**Extracted data:**
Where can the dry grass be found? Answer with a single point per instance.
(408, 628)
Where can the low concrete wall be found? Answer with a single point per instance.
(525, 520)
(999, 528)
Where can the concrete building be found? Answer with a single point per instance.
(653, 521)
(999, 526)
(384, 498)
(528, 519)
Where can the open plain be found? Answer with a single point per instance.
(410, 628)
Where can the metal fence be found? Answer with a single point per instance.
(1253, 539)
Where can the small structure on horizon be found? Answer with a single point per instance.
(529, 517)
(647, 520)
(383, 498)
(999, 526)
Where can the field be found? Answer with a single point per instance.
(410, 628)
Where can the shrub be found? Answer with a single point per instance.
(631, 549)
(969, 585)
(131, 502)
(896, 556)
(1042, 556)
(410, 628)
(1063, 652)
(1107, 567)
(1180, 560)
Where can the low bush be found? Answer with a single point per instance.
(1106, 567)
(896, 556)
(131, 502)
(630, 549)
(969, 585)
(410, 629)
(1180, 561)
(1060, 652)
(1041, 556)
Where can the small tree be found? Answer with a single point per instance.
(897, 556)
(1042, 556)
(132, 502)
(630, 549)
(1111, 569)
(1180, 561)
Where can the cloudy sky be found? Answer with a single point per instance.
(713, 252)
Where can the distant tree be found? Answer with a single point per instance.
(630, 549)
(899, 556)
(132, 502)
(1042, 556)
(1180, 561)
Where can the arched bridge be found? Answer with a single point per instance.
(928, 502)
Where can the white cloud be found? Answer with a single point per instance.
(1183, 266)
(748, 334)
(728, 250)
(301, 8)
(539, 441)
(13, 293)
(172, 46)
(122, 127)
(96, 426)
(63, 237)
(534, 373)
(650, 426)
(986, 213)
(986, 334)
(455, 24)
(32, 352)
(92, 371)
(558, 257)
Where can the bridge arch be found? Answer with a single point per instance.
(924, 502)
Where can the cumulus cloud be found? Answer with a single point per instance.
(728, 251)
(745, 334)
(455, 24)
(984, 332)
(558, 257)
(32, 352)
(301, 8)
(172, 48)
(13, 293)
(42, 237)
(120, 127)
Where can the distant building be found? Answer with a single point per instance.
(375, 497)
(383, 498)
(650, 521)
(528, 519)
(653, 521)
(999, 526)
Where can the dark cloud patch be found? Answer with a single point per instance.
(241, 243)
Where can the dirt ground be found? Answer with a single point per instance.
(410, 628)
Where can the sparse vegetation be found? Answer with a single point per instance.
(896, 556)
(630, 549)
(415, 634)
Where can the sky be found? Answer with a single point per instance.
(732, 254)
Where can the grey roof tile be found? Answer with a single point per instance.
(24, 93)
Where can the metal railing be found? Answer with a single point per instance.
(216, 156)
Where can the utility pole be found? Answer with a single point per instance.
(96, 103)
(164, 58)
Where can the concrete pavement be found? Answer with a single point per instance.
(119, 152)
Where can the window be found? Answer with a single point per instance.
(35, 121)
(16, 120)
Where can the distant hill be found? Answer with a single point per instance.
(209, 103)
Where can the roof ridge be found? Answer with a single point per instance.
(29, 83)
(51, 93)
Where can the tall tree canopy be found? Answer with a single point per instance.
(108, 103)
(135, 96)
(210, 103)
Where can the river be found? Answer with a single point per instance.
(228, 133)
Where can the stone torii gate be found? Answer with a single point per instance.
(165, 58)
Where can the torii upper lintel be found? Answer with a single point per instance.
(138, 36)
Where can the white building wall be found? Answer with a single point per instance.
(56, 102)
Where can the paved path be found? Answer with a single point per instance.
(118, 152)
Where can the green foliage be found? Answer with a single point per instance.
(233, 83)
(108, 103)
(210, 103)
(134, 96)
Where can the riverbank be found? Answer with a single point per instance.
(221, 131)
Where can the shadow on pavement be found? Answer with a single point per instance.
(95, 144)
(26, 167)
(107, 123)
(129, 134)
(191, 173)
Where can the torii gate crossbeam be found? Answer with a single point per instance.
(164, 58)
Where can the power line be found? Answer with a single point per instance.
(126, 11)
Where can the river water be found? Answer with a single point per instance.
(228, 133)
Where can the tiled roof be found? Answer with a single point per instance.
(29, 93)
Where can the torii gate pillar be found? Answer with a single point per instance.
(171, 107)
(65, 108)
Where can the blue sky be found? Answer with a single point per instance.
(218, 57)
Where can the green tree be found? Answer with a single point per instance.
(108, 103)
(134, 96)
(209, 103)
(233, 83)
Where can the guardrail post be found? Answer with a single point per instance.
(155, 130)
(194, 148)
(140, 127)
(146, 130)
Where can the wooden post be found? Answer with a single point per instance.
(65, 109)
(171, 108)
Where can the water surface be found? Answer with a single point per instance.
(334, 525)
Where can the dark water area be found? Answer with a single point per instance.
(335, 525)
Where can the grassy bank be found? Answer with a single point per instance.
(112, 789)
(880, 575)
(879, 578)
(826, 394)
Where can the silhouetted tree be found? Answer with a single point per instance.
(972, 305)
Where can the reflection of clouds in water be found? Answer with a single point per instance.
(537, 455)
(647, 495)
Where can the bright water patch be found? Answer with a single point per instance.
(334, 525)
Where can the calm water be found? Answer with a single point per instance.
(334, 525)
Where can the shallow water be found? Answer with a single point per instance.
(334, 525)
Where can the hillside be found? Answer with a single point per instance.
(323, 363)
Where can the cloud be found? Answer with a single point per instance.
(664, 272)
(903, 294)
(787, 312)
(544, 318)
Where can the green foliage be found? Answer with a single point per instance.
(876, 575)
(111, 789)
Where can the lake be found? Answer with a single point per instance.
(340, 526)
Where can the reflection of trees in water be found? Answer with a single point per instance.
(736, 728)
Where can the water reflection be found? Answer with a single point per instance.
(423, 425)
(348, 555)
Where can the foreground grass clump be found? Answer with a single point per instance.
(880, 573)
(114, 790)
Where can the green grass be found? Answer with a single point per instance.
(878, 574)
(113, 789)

**Problem requirements:**
From the records above, please extract every line and repeat it exactly.

**Output for this task:**
Where can the dry grass be found? Answer with a single point per instance.
(408, 628)
Where can the low concrete wall be found? Answer with a single point per instance.
(525, 520)
(999, 528)
Where can the concrete building be found? Answer with a single point per instance.
(653, 521)
(999, 526)
(384, 498)
(528, 519)
Where can the open plain be found? Answer with a single point per instance.
(410, 628)
Where can the metal fence be found? Answer with a single point per instance.
(1253, 539)
Where can the small structure on horizon be found? Answer with a single point per instance.
(529, 517)
(647, 520)
(383, 498)
(999, 526)
Where can the field be found? Answer with a single point per instance.
(410, 628)
Where can the shrub be found? Answer with a single point per instance.
(631, 549)
(969, 585)
(131, 502)
(896, 556)
(1042, 556)
(410, 628)
(1063, 652)
(1107, 567)
(1180, 560)
Where can the low bush be found? Answer with a single point per instance.
(1106, 567)
(896, 556)
(131, 502)
(630, 549)
(969, 585)
(410, 629)
(1180, 561)
(1060, 652)
(1041, 556)
Where can the small tree be found? Answer with a single point per instance.
(897, 556)
(1042, 556)
(132, 502)
(630, 549)
(1111, 569)
(1180, 561)
Where can the cloudy sky be found? Answer with a single point per instance.
(713, 252)
Where can the distant tree be found? Answer with a single point per instance.
(630, 549)
(899, 556)
(132, 502)
(1042, 556)
(1180, 561)
Where can the arched bridge be found? Answer with a single point per instance.
(928, 502)
Where can the white cloud be found? Answer with a single point per instance.
(1183, 266)
(748, 334)
(728, 250)
(301, 8)
(539, 441)
(13, 293)
(172, 46)
(122, 127)
(96, 426)
(63, 237)
(534, 373)
(650, 426)
(986, 213)
(986, 334)
(455, 24)
(32, 352)
(92, 371)
(558, 257)
Where can the bridge arch be found? Answer with a single point per instance.
(924, 502)
Where can the cumulus cloud be found? Answer with a single point per instance.
(728, 251)
(745, 334)
(455, 24)
(984, 332)
(558, 257)
(32, 352)
(301, 8)
(172, 48)
(13, 293)
(42, 237)
(120, 127)
Where can the distant building be found? Answer with a single point per instance.
(375, 497)
(383, 498)
(650, 521)
(528, 519)
(653, 521)
(999, 526)
Where can the dark cloud patch be found? Answer with a single point per instance.
(241, 243)
Where can the dirt ground be found? Answer with a single point per instance.
(410, 628)
Where can the sparse vegetation be found? Answer with a single point per instance.
(896, 556)
(630, 549)
(415, 634)
Where can the sky be found? Answer with a single point per instance.
(732, 254)
Where can the grey roof tile be found? Answer with a single point per instance.
(24, 93)
Where can the metal railing be found? Answer with a single point per instance.
(216, 156)
Where can the utility pole be found? Answer with a single point per instance.
(96, 103)
(164, 58)
Where can the concrete pavement be found? Answer with a single point per instance.
(119, 152)
Where can the window be found? Answer with a single point per instance.
(35, 121)
(16, 120)
Where can the distant hill be found? Answer with a single point per instance.
(209, 103)
Where can the roof ridge be found? Answer with a single point per instance.
(29, 83)
(51, 93)
Where can the tall tree canopy be found? Answer with a single point per instance.
(108, 103)
(135, 96)
(210, 103)
Where can the river be found? Answer with a single point per instance.
(228, 133)
Where can the stone torii gate be found? Answer with a single point per instance.
(165, 58)
Where can the torii upper lintel be found? Answer with a single point per instance.
(138, 36)
Where can the white building wall be found? Answer with a single point per instance.
(56, 102)
Where can the paved path be found? Answer with a single point per instance.
(118, 152)
Where can the green foliage be found? Answer with a single point per instance.
(233, 83)
(108, 103)
(210, 103)
(134, 96)
Where can the riverbank be found? Answer with a single point per instance.
(221, 131)
Where can the shadow on pavement be found? Answer with a single point per instance.
(95, 144)
(26, 167)
(107, 123)
(129, 134)
(191, 173)
Where can the torii gate crossbeam be found? Answer with a single point per instance.
(164, 58)
Where can the power line be found? Answer with a single point per instance.
(126, 11)
Where can the river water be found? Answer with a single point per instance.
(228, 133)
Where can the tiled roof be found? Answer with a single point per instance.
(29, 93)
Where can the torii gate pillar be found? Answer with a single point per instance.
(171, 107)
(65, 108)
Where can the blue sky be found? Answer with a single point per instance.
(218, 57)
Where can the green tree be found? Answer with a single point per instance.
(108, 103)
(134, 96)
(209, 103)
(233, 83)
Where can the guardrail post be found? Answer with a single point per instance.
(155, 130)
(194, 148)
(140, 127)
(146, 130)
Where can the wooden post be found? Answer with a single point per instance.
(65, 109)
(171, 108)
Where can the water surface be found? Answer with a single point per instance.
(334, 525)
Where can the dark water area be found? Answer with a single point per instance.
(335, 525)
Where can the grassy bank be found? Answer with a single point per instance.
(112, 789)
(880, 575)
(879, 578)
(826, 394)
Where can the silhouetted tree be found? Answer with a single point per instance.
(972, 305)
Where can the reflection of clouds in water be found? Answer with a single point per instance.
(537, 455)
(647, 495)
Where can the bright water patch be found? Answer with a single point per instance.
(334, 525)
Where can the calm water be found? Answer with a single point per instance.
(334, 525)
Where can the shallow water be found? Answer with a single point per instance.
(334, 525)
Where can the hillside be found? Answer with a single point per instance.
(323, 363)
Where can the cloud be found? Answer with a single point per instance.
(664, 272)
(903, 294)
(787, 312)
(544, 318)
Where can the green foliage be found? Answer with a single point per instance.
(876, 575)
(111, 789)
Where can the lake be found? Answer with a single point per instance.
(340, 526)
Where can the reflection of trees in water be found? Answer with a single point per instance.
(736, 728)
Where can the water reflection be found? Answer with a single point per instance.
(423, 425)
(348, 555)
Where can the foreground grass clump be found? Answer with a single point per instance.
(880, 573)
(114, 790)
Where can the green grass be found? Answer with a single point per instance.
(878, 574)
(113, 789)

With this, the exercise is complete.